- TASK REQUIREMENTS: Give each line from the line containing "of the shoreline" through the end of the records as a JSON list of strings, one string per line, with blank lines left out.

- DATA EXTRACT:

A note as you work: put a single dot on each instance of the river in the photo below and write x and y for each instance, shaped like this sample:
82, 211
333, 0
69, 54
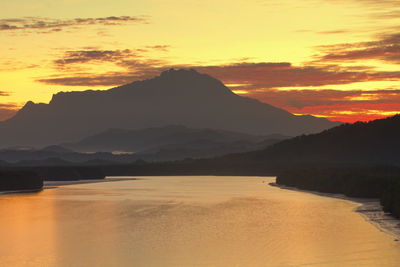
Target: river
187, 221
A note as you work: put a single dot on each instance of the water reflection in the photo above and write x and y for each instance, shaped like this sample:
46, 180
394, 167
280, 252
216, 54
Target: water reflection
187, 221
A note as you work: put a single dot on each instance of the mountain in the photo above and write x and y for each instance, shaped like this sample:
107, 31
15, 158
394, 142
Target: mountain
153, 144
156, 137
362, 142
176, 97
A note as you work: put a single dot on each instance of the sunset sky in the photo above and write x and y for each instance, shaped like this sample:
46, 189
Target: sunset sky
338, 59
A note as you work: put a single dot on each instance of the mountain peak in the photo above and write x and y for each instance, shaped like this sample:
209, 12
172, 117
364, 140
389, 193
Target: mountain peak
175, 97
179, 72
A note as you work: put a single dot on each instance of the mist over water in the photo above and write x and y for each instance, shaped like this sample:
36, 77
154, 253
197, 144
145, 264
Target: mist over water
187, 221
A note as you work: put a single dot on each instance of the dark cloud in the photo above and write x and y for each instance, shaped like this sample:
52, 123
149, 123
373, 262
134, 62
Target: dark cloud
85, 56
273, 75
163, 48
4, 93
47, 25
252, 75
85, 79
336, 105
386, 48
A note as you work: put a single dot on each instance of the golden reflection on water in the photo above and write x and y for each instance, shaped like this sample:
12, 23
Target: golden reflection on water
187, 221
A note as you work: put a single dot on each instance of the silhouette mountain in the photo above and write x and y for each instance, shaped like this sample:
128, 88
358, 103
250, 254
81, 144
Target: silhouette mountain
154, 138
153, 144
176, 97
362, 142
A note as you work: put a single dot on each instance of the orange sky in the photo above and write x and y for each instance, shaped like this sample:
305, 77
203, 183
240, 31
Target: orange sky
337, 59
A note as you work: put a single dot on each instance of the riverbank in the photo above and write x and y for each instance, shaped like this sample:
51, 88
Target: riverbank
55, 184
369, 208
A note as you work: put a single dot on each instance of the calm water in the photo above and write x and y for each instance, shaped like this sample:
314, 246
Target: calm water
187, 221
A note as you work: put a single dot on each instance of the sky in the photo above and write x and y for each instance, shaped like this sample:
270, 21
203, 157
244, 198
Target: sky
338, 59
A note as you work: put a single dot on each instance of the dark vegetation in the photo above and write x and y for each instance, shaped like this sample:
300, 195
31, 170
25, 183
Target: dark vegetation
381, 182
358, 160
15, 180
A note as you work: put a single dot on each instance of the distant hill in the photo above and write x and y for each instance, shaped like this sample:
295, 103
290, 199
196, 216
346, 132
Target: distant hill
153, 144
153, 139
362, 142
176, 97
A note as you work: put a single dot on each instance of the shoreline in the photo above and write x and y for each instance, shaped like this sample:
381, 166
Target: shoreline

- SOLUTION TO THIS TASK:
[
  "A note as you work: put a single dot on each instance of the shoreline in the photo above and write x and y for each instance, shaped like this sample:",
  "381, 166",
  "Target: shoreline"
]